---------- Records to process

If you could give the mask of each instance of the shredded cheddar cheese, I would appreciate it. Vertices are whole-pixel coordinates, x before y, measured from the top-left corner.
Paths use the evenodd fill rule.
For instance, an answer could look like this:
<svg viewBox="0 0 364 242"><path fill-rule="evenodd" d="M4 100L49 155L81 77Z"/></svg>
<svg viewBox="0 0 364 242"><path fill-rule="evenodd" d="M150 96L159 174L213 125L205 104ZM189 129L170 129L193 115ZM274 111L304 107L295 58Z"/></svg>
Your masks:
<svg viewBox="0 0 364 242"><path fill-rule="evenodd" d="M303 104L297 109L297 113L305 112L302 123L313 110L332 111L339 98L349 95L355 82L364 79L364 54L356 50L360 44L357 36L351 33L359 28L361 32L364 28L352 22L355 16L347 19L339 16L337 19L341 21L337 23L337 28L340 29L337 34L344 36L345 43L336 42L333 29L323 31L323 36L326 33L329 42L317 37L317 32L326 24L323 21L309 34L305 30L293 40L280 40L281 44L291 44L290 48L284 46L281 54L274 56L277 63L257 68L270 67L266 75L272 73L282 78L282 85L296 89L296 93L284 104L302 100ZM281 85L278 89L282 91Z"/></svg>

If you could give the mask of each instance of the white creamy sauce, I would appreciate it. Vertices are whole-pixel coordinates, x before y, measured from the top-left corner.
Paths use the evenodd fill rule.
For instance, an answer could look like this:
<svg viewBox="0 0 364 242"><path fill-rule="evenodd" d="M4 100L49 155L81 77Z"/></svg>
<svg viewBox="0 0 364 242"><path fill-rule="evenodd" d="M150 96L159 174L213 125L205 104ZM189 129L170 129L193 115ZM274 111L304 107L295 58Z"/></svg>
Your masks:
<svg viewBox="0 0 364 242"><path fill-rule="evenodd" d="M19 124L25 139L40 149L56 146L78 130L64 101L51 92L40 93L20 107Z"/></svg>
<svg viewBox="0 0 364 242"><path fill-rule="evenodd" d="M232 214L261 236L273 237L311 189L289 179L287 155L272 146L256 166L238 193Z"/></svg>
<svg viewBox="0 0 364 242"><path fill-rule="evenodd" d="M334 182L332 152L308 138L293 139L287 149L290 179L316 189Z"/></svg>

--------------------

Goal of the exercise: Switch "whole-pixel coordinates" to "integer coordinates" everywhere in the records above and write the lines out again with nothing else changed.

Response to the task:
If you could give the mask of each instance of the shredded cheddar cheese, I would appreciate it. Vertices are integer coordinates, x before y, measured from the top-left corner.
Paths use the evenodd fill rule.
For instance, an answer could look like this:
<svg viewBox="0 0 364 242"><path fill-rule="evenodd" d="M4 100L49 155L81 77Z"/></svg>
<svg viewBox="0 0 364 242"><path fill-rule="evenodd" d="M150 96L159 174L213 125L205 104ZM189 129L170 129L193 115ZM274 111L304 107L295 58Z"/></svg>
Your masks:
<svg viewBox="0 0 364 242"><path fill-rule="evenodd" d="M303 104L297 109L297 113L305 112L302 123L313 110L332 111L339 98L349 95L355 82L364 79L364 54L356 50L360 44L357 36L351 33L359 28L361 32L364 28L352 22L355 16L347 19L339 16L337 19L341 21L337 23L337 28L340 29L337 34L344 36L345 43L336 42L333 29L323 31L323 36L326 33L329 42L317 37L317 32L326 24L323 21L309 34L305 30L293 40L280 40L281 44L291 44L290 48L284 46L281 54L274 56L277 63L257 68L270 67L266 75L272 73L282 78L282 85L296 89L296 93L284 104L302 100ZM281 85L278 89L282 91Z"/></svg>

If you could give the mask of each instance of the white creamy sauce, I would appreciate it. Vertices are integer coordinates, x before y, measured from the top-left corner.
Paths use the evenodd fill rule.
For instance, an answer could look like this:
<svg viewBox="0 0 364 242"><path fill-rule="evenodd" d="M4 100L49 155L81 77Z"/></svg>
<svg viewBox="0 0 364 242"><path fill-rule="evenodd" d="M150 96L159 174L213 125L205 104ZM189 129L170 129L193 115ZM274 111L304 107L295 58Z"/></svg>
Your masks:
<svg viewBox="0 0 364 242"><path fill-rule="evenodd" d="M19 124L25 139L40 149L56 146L78 130L64 101L51 92L40 93L20 107Z"/></svg>
<svg viewBox="0 0 364 242"><path fill-rule="evenodd" d="M232 214L261 236L273 237L311 189L289 179L287 155L272 146L256 166L238 193Z"/></svg>
<svg viewBox="0 0 364 242"><path fill-rule="evenodd" d="M334 182L332 152L308 138L293 139L287 149L290 179L316 189Z"/></svg>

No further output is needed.